(Task prompt): Restate word for word the opening line of the data below and every line after it until the line with "Indicate the blue and", that line too, but not the pictures.

======== Provided records

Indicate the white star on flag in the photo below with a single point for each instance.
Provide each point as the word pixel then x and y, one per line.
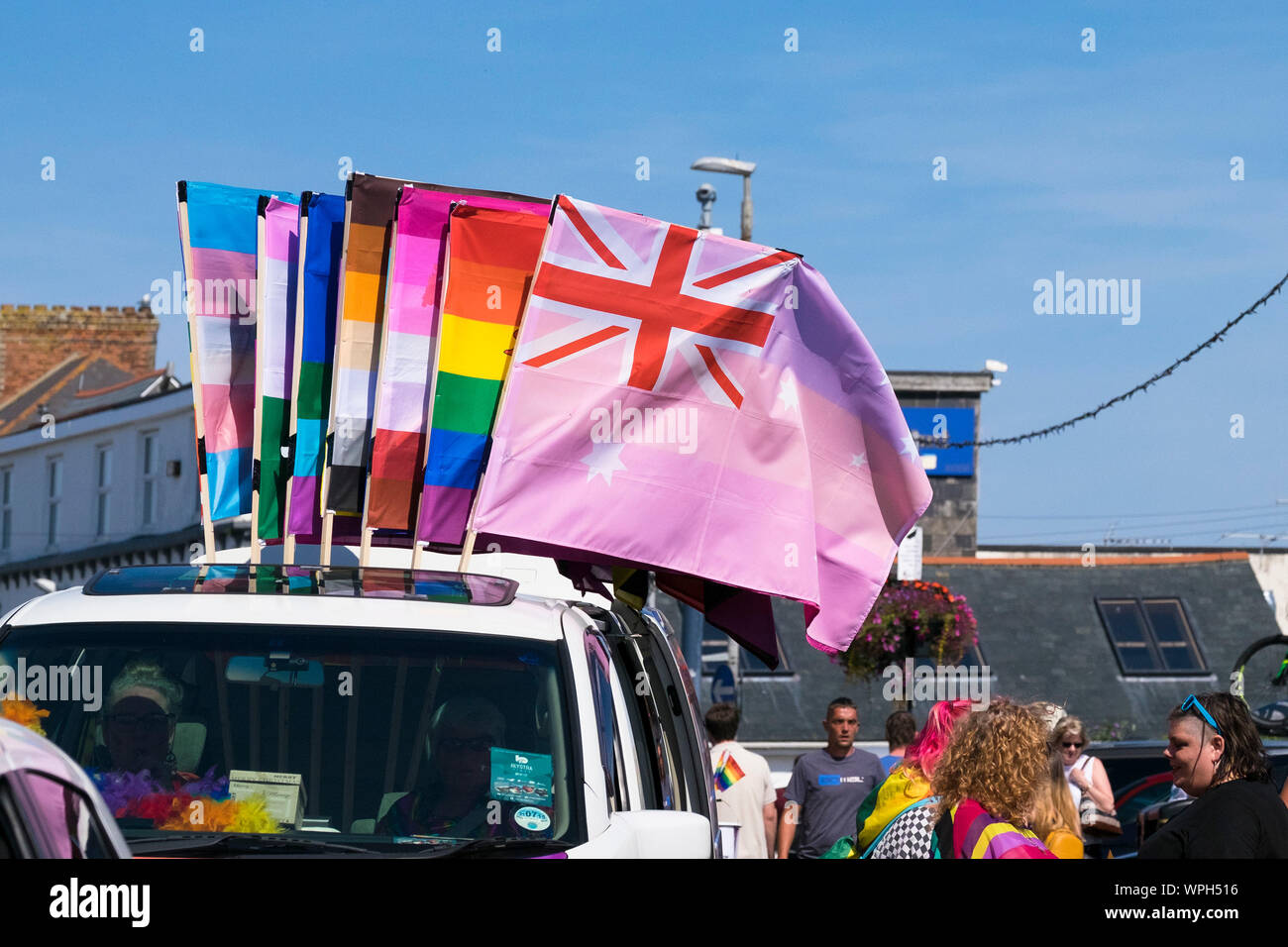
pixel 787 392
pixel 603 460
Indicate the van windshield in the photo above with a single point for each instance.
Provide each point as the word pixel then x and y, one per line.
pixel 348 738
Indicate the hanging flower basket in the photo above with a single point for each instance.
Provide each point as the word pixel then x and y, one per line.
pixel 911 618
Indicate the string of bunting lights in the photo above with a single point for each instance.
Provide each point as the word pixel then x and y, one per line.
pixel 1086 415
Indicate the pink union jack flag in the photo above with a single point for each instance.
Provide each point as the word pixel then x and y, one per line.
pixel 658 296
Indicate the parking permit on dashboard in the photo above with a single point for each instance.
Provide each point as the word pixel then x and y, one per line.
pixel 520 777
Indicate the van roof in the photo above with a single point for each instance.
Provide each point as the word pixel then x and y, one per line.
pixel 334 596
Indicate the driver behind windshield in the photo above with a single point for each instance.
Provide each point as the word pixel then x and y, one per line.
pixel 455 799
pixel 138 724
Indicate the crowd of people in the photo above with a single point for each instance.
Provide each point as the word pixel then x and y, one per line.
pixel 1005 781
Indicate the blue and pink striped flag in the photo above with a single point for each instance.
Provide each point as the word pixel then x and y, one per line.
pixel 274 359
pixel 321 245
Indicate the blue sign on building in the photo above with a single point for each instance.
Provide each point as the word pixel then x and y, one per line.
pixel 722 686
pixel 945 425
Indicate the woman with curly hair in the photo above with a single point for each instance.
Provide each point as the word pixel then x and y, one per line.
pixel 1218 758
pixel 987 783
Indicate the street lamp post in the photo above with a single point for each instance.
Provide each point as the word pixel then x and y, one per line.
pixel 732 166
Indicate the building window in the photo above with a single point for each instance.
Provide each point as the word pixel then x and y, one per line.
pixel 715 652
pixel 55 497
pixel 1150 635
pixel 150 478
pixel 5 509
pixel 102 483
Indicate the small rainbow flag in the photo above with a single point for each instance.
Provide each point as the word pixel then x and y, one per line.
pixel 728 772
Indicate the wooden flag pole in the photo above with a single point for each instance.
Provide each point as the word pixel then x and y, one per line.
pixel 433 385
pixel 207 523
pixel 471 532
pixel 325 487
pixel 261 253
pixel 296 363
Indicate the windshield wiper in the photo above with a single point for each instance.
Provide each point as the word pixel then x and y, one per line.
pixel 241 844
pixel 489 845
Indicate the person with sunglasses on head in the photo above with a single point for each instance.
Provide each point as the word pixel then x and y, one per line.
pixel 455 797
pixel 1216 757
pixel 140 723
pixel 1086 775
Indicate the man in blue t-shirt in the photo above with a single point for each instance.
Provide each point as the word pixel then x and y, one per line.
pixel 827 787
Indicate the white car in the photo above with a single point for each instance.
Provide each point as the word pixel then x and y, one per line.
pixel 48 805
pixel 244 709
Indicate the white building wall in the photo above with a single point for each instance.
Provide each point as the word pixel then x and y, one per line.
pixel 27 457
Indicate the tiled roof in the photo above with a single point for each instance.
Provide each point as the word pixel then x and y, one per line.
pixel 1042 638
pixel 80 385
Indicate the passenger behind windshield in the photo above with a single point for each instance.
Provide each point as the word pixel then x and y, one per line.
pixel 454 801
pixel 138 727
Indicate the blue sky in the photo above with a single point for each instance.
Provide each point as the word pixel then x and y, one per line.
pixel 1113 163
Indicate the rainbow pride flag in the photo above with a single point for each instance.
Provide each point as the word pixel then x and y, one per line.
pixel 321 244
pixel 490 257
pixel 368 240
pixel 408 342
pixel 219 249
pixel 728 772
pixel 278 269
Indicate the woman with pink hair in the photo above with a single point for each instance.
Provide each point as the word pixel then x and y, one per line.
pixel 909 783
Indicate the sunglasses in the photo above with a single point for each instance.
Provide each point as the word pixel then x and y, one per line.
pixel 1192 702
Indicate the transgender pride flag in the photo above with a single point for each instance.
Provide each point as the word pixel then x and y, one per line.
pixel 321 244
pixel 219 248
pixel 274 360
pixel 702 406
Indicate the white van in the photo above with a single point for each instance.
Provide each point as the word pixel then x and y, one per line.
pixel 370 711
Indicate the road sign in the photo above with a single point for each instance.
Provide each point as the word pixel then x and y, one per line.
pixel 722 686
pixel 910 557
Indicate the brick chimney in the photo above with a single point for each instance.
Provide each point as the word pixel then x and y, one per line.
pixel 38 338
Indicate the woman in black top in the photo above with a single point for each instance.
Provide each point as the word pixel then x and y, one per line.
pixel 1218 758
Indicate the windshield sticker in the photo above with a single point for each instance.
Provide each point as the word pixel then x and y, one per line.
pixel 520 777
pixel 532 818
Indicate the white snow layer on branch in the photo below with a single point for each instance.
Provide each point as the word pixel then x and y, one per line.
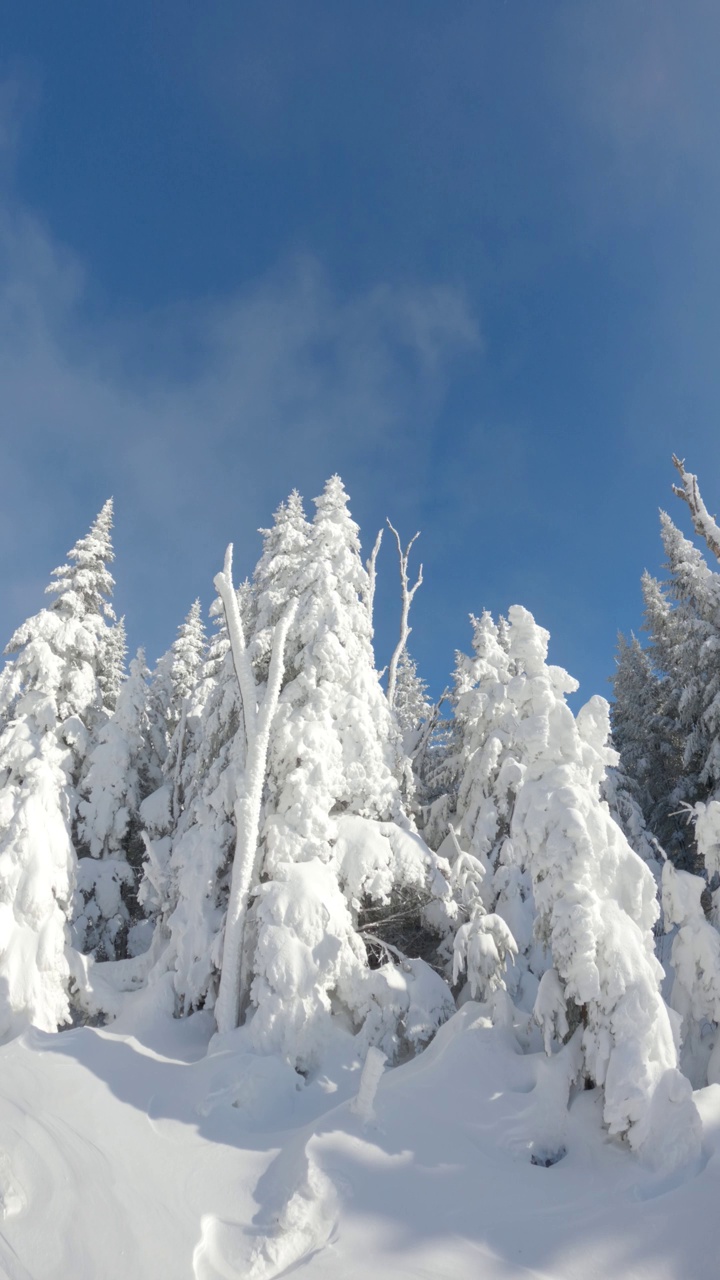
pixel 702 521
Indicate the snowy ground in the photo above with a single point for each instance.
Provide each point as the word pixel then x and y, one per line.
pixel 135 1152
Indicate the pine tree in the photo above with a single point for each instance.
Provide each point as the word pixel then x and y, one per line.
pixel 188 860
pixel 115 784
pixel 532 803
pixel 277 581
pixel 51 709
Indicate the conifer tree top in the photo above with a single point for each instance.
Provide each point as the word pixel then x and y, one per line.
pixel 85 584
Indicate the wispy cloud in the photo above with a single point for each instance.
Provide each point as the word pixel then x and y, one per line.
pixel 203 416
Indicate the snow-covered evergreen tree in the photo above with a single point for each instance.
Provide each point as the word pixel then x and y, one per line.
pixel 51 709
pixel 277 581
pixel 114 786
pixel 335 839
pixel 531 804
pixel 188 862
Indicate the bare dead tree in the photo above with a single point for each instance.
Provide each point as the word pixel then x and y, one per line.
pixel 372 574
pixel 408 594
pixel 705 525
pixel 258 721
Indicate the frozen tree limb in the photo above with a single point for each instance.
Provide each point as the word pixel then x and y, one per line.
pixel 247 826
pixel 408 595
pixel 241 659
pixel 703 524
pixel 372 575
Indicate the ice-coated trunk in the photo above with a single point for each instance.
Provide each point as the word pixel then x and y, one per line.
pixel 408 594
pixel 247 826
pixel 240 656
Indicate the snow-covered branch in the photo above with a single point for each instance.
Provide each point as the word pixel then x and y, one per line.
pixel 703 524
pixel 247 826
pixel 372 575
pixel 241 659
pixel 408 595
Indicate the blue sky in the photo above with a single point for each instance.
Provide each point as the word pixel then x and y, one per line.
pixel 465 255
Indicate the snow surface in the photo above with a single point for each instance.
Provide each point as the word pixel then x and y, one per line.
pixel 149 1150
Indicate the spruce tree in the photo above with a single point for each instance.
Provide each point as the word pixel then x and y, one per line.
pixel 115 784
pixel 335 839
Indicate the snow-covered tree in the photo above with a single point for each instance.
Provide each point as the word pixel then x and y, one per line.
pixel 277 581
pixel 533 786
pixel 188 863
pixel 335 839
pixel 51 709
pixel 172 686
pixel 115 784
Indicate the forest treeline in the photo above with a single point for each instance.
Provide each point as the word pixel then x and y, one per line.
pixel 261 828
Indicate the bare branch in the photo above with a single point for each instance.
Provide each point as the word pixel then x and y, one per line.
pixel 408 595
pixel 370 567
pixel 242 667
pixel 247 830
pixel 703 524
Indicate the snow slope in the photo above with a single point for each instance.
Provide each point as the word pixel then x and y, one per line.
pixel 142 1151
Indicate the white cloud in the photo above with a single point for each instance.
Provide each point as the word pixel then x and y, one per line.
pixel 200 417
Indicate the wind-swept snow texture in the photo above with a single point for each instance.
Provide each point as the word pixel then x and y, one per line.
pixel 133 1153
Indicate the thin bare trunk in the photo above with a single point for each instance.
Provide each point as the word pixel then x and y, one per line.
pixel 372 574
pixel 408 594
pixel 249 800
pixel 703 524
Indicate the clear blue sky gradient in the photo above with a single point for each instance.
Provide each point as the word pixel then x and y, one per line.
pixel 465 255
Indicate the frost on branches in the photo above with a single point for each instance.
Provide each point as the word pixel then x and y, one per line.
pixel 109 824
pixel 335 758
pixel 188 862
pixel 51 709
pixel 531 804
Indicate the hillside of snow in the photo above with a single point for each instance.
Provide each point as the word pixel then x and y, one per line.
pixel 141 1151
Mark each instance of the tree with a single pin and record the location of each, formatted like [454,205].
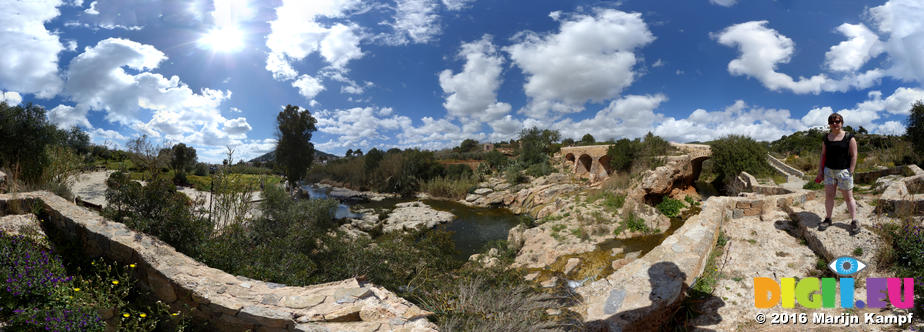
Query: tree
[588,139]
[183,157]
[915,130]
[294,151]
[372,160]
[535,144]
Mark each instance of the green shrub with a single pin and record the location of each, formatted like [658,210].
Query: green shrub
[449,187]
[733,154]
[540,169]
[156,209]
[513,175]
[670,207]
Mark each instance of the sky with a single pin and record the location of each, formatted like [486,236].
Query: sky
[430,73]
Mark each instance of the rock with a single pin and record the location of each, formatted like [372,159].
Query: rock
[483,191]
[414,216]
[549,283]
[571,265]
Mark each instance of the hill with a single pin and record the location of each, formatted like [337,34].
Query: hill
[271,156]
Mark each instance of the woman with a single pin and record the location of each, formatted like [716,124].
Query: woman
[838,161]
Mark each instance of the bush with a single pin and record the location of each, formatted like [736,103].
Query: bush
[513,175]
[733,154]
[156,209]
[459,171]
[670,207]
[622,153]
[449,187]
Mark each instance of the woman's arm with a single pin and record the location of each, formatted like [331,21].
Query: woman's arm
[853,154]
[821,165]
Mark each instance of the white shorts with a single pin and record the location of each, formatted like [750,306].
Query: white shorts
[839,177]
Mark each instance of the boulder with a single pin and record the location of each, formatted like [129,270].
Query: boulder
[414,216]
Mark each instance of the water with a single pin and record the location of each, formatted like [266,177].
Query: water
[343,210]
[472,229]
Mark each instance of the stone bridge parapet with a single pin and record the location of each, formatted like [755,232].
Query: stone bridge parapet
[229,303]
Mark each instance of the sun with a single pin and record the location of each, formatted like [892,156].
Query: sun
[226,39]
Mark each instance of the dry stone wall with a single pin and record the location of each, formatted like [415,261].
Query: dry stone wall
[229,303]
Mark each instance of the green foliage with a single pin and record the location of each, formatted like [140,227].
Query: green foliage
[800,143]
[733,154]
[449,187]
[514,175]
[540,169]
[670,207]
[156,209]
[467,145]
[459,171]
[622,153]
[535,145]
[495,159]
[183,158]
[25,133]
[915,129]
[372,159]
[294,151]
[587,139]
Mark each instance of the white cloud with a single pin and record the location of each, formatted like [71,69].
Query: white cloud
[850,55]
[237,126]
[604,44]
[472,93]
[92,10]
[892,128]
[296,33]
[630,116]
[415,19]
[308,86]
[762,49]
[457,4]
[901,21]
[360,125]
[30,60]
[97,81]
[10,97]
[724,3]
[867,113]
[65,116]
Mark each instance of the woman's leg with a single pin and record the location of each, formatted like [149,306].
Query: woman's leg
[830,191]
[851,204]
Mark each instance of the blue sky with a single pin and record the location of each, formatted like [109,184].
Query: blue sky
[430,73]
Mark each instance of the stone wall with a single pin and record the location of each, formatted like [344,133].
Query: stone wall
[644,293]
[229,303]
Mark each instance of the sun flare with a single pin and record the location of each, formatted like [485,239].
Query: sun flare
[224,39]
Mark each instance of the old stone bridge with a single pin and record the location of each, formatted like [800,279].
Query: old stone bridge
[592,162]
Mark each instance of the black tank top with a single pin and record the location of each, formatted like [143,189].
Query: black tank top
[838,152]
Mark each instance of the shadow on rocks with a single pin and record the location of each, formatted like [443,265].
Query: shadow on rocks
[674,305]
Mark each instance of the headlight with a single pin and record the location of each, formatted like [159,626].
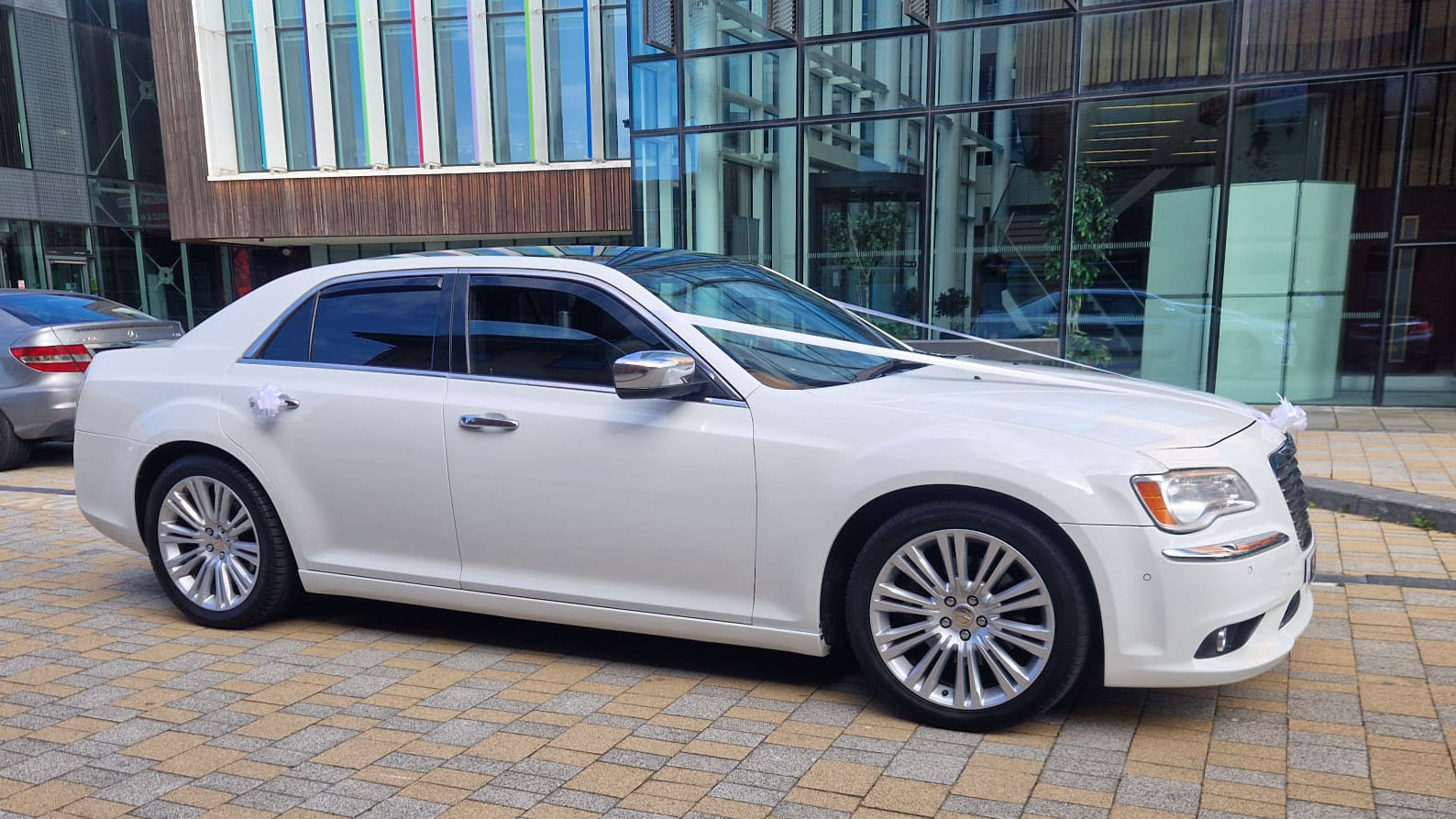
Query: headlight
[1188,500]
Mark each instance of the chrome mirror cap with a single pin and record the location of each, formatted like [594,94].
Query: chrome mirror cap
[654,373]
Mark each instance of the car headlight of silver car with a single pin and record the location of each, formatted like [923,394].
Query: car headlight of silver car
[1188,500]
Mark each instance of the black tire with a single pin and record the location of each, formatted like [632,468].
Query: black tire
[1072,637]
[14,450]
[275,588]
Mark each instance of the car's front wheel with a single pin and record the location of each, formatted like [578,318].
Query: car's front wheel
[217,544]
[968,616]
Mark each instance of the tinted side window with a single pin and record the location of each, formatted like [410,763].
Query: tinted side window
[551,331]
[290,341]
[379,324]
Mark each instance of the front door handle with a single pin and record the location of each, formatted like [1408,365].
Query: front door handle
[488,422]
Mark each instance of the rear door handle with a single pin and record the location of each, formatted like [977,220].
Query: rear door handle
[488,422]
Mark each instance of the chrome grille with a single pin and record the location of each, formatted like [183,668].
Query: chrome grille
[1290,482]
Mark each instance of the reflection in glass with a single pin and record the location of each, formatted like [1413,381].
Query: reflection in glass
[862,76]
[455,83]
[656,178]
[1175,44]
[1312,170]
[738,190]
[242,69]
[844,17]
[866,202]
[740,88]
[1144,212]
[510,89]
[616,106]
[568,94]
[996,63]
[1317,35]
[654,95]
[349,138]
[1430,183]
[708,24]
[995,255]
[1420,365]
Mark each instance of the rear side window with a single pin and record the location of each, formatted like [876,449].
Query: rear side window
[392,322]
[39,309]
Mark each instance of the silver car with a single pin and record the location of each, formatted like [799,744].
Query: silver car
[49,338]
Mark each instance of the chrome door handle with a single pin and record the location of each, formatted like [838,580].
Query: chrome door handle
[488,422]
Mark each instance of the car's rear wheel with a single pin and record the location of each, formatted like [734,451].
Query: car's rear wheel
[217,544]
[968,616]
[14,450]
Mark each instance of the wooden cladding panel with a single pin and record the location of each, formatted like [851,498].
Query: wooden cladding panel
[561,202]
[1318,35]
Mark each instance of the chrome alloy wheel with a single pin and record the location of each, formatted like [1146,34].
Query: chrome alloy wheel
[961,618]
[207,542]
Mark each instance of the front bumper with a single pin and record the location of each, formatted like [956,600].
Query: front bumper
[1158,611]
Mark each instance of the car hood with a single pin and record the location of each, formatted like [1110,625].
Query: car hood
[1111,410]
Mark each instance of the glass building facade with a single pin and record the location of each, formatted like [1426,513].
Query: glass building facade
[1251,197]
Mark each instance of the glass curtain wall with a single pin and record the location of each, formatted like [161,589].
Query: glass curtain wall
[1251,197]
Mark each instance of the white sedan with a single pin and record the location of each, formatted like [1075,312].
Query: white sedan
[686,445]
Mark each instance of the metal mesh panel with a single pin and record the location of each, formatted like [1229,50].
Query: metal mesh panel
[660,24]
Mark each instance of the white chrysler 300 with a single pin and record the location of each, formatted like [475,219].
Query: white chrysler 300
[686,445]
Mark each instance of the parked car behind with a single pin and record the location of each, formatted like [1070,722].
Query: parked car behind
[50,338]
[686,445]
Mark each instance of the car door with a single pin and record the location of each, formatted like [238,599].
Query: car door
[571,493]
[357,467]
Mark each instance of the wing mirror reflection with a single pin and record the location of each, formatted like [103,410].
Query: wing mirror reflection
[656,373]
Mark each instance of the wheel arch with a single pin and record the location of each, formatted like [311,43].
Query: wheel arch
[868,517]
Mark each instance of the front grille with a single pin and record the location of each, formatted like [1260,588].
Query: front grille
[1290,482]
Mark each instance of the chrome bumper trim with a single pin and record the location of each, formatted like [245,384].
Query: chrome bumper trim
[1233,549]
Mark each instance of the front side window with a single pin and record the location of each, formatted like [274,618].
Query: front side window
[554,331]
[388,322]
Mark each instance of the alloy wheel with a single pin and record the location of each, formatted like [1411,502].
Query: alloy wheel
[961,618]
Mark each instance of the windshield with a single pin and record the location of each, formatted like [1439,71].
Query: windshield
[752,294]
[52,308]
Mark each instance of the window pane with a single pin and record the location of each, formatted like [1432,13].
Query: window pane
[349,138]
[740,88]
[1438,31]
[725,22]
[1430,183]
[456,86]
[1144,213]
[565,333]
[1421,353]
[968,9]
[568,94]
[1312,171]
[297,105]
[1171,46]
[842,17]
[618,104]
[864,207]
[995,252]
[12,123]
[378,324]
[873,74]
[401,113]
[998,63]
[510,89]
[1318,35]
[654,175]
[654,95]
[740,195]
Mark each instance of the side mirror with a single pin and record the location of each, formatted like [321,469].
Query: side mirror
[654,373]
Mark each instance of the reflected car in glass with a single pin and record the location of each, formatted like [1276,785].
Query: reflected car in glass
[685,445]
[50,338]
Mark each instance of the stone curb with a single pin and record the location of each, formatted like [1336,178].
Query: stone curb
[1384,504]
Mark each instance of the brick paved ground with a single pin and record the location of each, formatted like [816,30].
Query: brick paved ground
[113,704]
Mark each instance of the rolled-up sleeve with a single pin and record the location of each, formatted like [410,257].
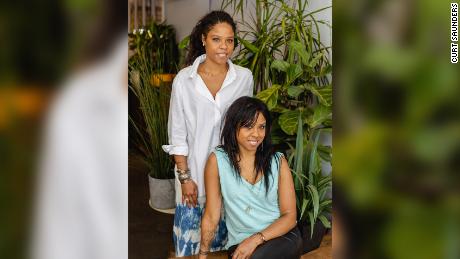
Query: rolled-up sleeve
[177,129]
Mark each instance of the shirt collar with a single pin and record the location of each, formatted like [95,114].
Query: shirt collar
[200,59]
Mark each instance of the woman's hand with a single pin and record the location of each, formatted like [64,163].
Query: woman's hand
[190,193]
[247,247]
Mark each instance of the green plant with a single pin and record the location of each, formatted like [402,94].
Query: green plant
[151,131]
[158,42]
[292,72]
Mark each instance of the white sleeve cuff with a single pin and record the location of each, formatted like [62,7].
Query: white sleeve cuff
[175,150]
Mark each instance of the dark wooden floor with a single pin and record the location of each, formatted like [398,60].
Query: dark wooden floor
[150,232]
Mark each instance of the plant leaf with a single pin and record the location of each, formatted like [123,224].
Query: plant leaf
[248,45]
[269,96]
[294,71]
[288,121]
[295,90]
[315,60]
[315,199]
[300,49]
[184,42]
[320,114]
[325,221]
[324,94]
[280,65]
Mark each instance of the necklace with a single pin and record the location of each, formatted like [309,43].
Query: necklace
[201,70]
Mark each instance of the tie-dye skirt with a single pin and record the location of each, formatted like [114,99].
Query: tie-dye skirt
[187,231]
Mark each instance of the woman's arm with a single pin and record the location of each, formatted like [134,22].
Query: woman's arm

================

(Expected output):
Indicate the white star on flag in the photo below with a single point for each instance.
Provide each point as the word pixel then x and y, one per line.
pixel 787 392
pixel 603 460
Indicate the van windshield in the photo above with a single point for each instance.
Provide each point as the word pixel then x and y, one per line.
pixel 348 738
Indicate the hanging flower basket in the photo above with a single point for each instance.
Provide each point as the word pixel then x and y, one per line.
pixel 911 618
Indicate the string of bunting lights in the photo above with a single point for each instance.
Provide each point as the word pixel then x and y, one per line.
pixel 1086 415
Indicate the pink union jack flag in the photo above with a single point for each instance.
Provide each point as the word pixel then x and y, one per line.
pixel 658 296
Indicate the parking permit on dashboard in the photo above with a single point for each instance.
Provide each point as the word pixel then x and y, one per line.
pixel 520 777
Indicate the van roof in the photo above with a single point for each instance.
Provide each point as the word pixel then x and y, one per line.
pixel 334 596
Indicate the driver behind windshield in the photo above with a single point for each instance.
Provide each point as the word pixel then x and y, one per line.
pixel 455 799
pixel 138 724
Indicate the crowd of people in the photo above with a single point for each instance.
Provide each point as the word pixel then x and y, one per line.
pixel 1005 781
Indicate the blue and pink striped flag in the photo above with a single point for each instance.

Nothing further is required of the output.